* **EXTRACT TO READ**:
Innovative maps that illustrate the most recent socio-demographic urban changes in the major city urban agglomerations in Germany have very recently been produced in a joint project of the School of Geography and the Environment at the University of Oxford and the Research Institute for Regional and Urban Development Dortmund (Germany).
The Research Institute for Regional and Urban Development (Institut für Landes und Stadtentwicklungsforschung, ILS) investigates new social processes, especially those involving urbanisation in Germany and Europe. This includes economic, social and structural processes that are compared and monitored over time to gain a better understanding of the underlying developments. Testing state-of-the-art visualisation techniques are a significant part of this effort. This was the focus of a collaboration between researchers of the University of Oxford and the ILS Dortmund which resulted in the development of a series of highly effective maps called “cartograms” that provide new insights in the changing geographies of city regions in Germany.

* **LISTED RECORDS**:

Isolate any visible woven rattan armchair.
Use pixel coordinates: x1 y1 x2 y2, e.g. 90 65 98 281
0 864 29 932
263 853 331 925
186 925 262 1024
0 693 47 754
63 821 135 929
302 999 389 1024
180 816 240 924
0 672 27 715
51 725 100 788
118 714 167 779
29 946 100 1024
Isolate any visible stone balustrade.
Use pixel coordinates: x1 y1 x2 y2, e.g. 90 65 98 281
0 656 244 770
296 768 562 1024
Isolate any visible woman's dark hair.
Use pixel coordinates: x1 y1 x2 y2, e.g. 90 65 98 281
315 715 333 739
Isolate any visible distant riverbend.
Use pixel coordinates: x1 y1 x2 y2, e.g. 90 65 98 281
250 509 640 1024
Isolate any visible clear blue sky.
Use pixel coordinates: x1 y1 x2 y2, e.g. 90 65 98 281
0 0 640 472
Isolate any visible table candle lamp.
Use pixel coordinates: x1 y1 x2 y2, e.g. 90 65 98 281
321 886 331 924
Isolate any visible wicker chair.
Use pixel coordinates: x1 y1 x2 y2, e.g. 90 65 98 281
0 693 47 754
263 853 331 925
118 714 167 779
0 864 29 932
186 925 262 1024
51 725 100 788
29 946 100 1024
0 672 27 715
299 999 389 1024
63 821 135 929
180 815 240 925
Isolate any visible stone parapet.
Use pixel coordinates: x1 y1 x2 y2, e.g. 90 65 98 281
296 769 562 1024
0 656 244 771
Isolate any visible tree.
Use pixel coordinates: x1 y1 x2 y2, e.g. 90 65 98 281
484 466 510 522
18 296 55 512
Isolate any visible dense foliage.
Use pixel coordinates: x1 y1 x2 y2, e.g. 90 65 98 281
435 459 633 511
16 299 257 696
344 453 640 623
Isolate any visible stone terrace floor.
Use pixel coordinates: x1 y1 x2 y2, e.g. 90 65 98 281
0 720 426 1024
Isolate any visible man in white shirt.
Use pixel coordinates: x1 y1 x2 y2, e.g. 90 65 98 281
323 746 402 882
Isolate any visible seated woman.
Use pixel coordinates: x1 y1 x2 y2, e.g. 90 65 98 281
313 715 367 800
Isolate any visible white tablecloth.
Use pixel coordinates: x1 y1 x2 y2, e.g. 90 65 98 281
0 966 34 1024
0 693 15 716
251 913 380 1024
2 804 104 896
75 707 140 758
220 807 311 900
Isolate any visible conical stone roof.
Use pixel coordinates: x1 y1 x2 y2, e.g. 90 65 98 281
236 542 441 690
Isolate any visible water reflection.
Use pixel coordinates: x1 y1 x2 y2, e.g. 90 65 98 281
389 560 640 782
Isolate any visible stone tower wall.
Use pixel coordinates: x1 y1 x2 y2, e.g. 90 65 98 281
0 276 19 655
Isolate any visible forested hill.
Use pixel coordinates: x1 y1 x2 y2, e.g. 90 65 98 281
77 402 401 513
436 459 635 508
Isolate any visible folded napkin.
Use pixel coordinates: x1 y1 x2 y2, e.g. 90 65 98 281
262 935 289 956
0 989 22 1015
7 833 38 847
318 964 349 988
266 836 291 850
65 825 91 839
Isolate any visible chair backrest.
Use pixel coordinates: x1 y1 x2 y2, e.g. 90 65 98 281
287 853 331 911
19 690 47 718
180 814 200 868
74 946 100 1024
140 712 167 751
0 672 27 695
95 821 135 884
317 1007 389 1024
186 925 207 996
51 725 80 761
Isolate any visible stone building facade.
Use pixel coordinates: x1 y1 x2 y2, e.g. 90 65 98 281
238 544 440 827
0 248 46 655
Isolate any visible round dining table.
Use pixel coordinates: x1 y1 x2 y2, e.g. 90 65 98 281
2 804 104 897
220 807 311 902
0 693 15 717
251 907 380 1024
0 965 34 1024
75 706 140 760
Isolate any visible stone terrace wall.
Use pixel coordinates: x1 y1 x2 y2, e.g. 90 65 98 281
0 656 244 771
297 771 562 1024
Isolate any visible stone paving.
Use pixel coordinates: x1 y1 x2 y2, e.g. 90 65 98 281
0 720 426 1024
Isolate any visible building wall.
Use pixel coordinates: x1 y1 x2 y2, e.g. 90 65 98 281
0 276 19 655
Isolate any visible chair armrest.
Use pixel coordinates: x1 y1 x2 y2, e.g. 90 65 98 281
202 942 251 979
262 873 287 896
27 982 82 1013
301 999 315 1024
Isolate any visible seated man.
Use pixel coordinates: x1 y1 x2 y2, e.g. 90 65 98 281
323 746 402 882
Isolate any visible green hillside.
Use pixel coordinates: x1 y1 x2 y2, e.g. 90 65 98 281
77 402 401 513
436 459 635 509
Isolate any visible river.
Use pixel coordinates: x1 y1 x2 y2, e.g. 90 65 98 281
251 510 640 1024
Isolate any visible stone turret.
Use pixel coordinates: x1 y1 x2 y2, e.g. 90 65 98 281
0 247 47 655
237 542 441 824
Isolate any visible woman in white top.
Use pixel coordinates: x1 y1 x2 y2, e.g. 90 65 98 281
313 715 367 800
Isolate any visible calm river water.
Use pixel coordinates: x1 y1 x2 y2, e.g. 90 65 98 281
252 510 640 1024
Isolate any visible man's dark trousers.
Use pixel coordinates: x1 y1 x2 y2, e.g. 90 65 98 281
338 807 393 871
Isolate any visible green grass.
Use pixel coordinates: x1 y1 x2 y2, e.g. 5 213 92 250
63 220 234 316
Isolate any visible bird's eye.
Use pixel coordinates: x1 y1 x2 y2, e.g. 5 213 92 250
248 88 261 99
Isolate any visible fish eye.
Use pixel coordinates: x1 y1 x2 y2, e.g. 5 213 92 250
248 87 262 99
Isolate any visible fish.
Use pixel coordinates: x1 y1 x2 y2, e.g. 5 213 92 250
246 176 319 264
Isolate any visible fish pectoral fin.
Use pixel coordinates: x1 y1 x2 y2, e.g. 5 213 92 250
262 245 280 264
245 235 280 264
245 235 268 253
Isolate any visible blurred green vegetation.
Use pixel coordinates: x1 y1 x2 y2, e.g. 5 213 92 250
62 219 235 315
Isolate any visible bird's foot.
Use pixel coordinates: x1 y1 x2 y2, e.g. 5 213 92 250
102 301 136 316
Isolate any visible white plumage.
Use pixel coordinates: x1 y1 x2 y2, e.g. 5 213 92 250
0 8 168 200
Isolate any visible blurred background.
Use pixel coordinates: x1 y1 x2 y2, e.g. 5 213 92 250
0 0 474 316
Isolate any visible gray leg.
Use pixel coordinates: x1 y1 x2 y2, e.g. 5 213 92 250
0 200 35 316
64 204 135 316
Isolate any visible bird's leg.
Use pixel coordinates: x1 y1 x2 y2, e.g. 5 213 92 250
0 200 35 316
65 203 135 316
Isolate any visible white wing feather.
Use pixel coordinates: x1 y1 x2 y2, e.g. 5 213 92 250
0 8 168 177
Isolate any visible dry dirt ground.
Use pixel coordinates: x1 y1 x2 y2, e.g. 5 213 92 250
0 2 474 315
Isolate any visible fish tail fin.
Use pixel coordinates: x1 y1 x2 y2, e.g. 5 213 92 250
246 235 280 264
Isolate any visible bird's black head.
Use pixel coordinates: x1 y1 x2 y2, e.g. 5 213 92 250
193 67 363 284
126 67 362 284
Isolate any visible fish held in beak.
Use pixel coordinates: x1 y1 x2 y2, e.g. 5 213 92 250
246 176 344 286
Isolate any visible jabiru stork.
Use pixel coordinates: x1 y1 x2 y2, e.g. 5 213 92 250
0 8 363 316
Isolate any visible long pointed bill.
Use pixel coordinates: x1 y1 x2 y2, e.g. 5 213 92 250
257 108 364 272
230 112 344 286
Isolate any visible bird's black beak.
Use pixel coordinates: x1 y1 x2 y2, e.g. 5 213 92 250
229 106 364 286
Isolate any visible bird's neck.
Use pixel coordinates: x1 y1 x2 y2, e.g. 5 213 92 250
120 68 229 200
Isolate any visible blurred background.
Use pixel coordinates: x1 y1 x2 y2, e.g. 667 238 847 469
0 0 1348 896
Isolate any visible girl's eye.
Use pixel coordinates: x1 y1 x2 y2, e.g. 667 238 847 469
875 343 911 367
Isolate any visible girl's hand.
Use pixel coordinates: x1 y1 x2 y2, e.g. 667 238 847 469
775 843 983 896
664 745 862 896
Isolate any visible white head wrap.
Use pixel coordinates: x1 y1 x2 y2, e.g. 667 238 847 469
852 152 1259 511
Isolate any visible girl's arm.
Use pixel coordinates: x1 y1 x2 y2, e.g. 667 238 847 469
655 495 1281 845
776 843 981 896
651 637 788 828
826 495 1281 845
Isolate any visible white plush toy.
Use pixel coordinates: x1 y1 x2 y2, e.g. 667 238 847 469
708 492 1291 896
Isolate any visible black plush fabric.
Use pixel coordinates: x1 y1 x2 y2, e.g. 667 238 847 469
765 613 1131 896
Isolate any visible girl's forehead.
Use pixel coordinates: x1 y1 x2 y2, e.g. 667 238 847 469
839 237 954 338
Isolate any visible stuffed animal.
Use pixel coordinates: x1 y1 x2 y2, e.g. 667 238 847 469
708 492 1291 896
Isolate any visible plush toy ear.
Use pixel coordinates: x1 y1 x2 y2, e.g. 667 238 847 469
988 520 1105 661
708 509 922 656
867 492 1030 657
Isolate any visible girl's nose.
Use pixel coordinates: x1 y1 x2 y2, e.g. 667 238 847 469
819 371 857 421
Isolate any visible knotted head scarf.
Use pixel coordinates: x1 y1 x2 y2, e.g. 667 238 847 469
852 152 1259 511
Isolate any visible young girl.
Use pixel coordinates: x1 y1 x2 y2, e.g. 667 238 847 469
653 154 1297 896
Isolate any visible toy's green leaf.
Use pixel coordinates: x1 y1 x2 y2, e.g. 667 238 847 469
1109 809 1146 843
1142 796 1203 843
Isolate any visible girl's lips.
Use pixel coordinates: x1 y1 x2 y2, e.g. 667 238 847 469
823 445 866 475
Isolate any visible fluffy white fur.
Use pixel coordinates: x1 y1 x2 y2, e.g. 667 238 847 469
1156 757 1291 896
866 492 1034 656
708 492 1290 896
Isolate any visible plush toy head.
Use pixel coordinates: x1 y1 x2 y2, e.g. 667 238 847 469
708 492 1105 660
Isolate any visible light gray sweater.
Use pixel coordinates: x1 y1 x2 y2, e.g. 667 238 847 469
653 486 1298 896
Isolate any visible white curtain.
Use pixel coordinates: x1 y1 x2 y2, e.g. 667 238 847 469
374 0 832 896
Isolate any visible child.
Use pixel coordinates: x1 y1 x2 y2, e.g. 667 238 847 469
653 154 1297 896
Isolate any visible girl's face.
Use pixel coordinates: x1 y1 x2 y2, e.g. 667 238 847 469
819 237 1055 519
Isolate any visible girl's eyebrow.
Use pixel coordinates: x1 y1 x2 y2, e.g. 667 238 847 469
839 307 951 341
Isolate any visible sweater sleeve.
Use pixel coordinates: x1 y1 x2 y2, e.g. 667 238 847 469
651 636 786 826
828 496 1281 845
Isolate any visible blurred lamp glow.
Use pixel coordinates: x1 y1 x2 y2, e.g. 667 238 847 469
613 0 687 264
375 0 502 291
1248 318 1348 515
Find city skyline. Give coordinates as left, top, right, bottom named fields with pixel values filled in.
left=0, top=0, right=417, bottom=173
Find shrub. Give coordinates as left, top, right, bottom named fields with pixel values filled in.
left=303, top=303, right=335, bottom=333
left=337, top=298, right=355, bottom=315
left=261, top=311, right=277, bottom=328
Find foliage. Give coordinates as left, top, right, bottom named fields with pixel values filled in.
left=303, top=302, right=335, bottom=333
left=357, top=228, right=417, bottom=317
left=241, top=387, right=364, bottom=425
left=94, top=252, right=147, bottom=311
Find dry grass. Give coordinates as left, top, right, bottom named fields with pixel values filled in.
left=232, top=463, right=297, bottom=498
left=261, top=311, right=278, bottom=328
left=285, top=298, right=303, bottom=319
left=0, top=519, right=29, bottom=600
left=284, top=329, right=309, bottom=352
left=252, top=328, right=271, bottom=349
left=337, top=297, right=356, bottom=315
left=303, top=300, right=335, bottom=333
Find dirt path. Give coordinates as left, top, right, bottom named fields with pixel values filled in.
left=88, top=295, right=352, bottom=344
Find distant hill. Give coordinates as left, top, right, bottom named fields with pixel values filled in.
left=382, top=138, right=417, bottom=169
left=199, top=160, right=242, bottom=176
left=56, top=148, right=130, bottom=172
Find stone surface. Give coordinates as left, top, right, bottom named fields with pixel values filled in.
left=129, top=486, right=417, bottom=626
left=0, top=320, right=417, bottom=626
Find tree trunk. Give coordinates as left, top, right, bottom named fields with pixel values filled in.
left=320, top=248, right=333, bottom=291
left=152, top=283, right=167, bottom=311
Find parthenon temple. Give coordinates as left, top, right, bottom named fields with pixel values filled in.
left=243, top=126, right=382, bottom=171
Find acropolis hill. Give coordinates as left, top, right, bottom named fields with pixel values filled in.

* **WRITTEN INSTRUCTION**:
Please continue the passage on the Oxford and ILS Dortmund cartogram maps of German city regions from the point where it stops. The records are separate material with no connection to the text.

* **RESULT**:
Examination of the average annual change in the populations of the selected urban agglomerations highlights the regional differences in these trends. Contrary to the national population decline, which is predicted to continue, 26 out of the 30 major agglomerations show population growth between 2008 and 2013. In 25 of these areas population growth in the city centre is even higher than in its suburban area. This can be seen as evidence of a very recent trend of re-urbanisation in these places.
One particularly notable trend is the dynamics in smaller cities such as Freiburg and Münster, as well as Dresden and Leipzig in east Germany. In addition to high rates of re-urbanisation, the suburban areas often have stagnating or even declining populations.
The Ruhr area agglomerations are distinctively different from the other areas described in the overall summary of trends. The stagnating populations in the centres of Dortmund and Essen are complemented by considerably declining populations in their surrounding areas.
Two cartograms depicting growth and decline have been produced as separate maps. These reveal, population decline in the settlements in the Ruhr area that is larger than in all other urban agglomerations put together. Growth, in contrast, is spatially spread much more evenly.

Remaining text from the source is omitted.